◆ What you should do:
What is needed is an exact transcription of every entry below.

[Referring expression pointing data]
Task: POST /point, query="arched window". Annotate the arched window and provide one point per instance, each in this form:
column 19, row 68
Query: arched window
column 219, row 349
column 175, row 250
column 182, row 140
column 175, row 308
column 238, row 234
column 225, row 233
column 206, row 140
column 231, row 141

◆ Response to this task:
Task: POST /point, query="arched window". Annotate the arched window and provide one point per instance, each in this form:
column 19, row 68
Query: arched window
column 219, row 349
column 175, row 250
column 182, row 140
column 175, row 308
column 238, row 234
column 225, row 233
column 206, row 140
column 231, row 141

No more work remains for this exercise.